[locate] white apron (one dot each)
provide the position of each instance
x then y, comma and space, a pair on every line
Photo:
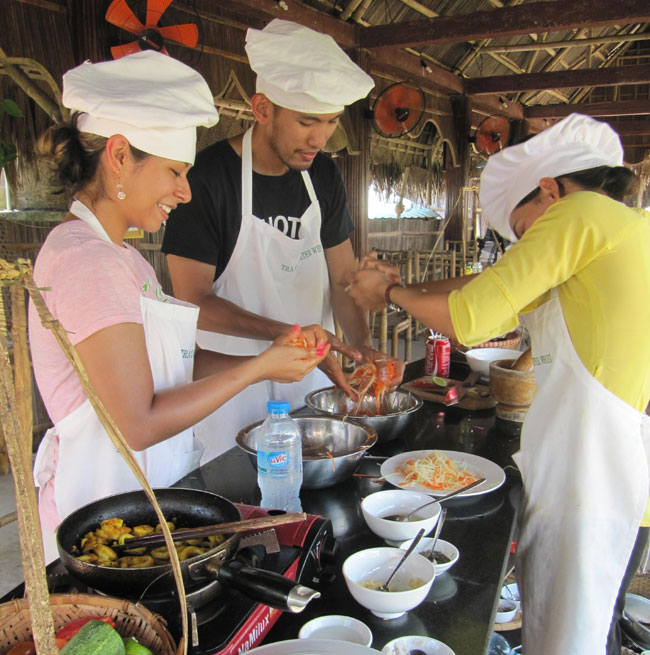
584, 463
78, 454
276, 277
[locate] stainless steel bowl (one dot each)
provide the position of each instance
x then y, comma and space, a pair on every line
345, 440
402, 406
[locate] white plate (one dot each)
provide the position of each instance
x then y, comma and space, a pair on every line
312, 647
494, 475
402, 645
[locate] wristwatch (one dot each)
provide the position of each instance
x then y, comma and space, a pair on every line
389, 288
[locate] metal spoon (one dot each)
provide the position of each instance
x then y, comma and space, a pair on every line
406, 517
432, 550
409, 550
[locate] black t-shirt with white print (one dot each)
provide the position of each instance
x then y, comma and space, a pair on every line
206, 228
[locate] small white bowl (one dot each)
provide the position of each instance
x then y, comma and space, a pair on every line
506, 610
399, 501
445, 547
427, 645
375, 565
479, 358
340, 628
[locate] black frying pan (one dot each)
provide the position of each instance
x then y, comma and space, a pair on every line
187, 508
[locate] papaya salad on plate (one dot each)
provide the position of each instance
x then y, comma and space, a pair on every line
438, 472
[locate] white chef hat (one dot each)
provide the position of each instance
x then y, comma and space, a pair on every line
573, 144
304, 70
153, 100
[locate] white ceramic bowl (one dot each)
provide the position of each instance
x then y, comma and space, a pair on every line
479, 358
427, 645
506, 610
445, 547
399, 501
375, 565
335, 626
316, 647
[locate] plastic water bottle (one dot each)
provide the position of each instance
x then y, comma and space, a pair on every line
279, 459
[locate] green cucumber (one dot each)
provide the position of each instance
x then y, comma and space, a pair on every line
95, 638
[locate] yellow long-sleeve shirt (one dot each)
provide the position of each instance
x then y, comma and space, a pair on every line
596, 251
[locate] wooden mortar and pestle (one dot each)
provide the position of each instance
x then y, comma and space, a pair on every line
512, 384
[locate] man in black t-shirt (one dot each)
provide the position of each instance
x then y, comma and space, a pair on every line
264, 242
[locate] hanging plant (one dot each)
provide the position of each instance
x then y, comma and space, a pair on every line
8, 150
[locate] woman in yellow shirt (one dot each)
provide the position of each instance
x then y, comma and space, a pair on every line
579, 275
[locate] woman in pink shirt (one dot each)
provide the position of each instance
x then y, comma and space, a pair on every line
125, 153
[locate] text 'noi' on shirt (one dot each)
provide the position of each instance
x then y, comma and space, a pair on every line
288, 225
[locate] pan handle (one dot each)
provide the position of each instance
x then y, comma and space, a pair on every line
266, 587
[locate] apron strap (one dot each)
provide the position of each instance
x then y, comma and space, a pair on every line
86, 215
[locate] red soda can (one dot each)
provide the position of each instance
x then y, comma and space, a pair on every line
443, 356
430, 355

▬▬▬▬▬▬

■ **WHAT YOU HAVE TO DO**: The reply must contain every entry above, exactly as written, and none of the pictures.

■ **EXERCISE OUTPUT**:
[locate] white apron (one dot each)
provide the position of each instance
x then y, comma and space, a pair on every line
Photo:
584, 463
78, 454
276, 277
[locate] stainless steel bowl (one dot each)
provide the position of each instance
x then y, comma and space, a pair on every line
345, 440
402, 406
[locate] white plate (one dot each)
provide the position of each instance
x then y, comma and space, a pair on every line
312, 647
494, 475
402, 645
[locate] wristwatch (one dot each)
provide the position of each instance
x then y, comma and space, a pair on every line
389, 288
[locate] metal spoon (one dot each)
provide the position of each instance
x then y, comma and space, a pair on every line
406, 517
432, 550
409, 550
[locate] black t-shirt with white print (one dot each)
provide the position of each instance
x then y, comma and space, a pair on every line
206, 228
[locate] small white bowl (one dot each)
provide the position of each instance
x then y, comma and space, a pair on every line
506, 610
399, 501
445, 547
427, 645
375, 565
479, 358
340, 628
[locate] black frying pan (one dot each)
provide the position of each instance
x then y, comma and space, a pair on every line
187, 508
[locate] papaya salad on plate (one dot each)
provide the position of each instance
x then y, comma and space, a pair on every line
438, 472
[locate] white chef hat (one dot each)
provide the position of each instance
x then y, comma and space, a pair on every line
573, 144
304, 70
153, 100
[locate] white ceramic bowl (one dot each)
provide the position of each instance
x then y, comma and space, a pair on every line
479, 358
427, 645
506, 610
445, 547
399, 501
375, 565
335, 626
316, 647
[locate] plastic water bottle (one dot each)
provide the position of each instance
x then y, comma and space, a pair on every line
279, 459
[locate] green cucumber (one dot each)
provide the position of each instance
x then y, comma and space, a pair on every line
95, 638
[locate] yellow long-sleeve shirt (one dot each)
provide the position of each instance
x then y, comma and space, a pair on every line
596, 251
[locate] wooden mortar and pestle (one dot each)
provide the position of each instance
x then y, comma and space, a pair on every line
512, 384
[locate] man in black t-shirt (one dot each)
provide the position of each instance
x then y, comma and space, a pair on every line
264, 242
[locate] hanging plant (one dot each)
provide the position of each instance
x then y, comma and space, a pair on every line
8, 150
[locate] woman in yellow shirt (one dot each)
provide the position of each instance
x then y, comma and space, a pair on every line
579, 275
[locate] woman in pink shirt (one dot each)
provide the position of each instance
x then y, comma and space, a pair on every line
125, 153
[locate] text 'noi' on shirt (one dot each)
provide the position of each instance
x then y, comma and space, a pair on every line
288, 225
[locate] pan handle (one dot each)
provide the position of each instance
x then y, comma and space, a pair on every line
266, 587
[locate] apron strap (one dot each)
provide the position of each instance
x then y, comma and space, a pair on every line
86, 215
[locate] red soda can (one dot each)
provide the position of each instance
x then y, comma and space, a pair on every line
443, 356
430, 355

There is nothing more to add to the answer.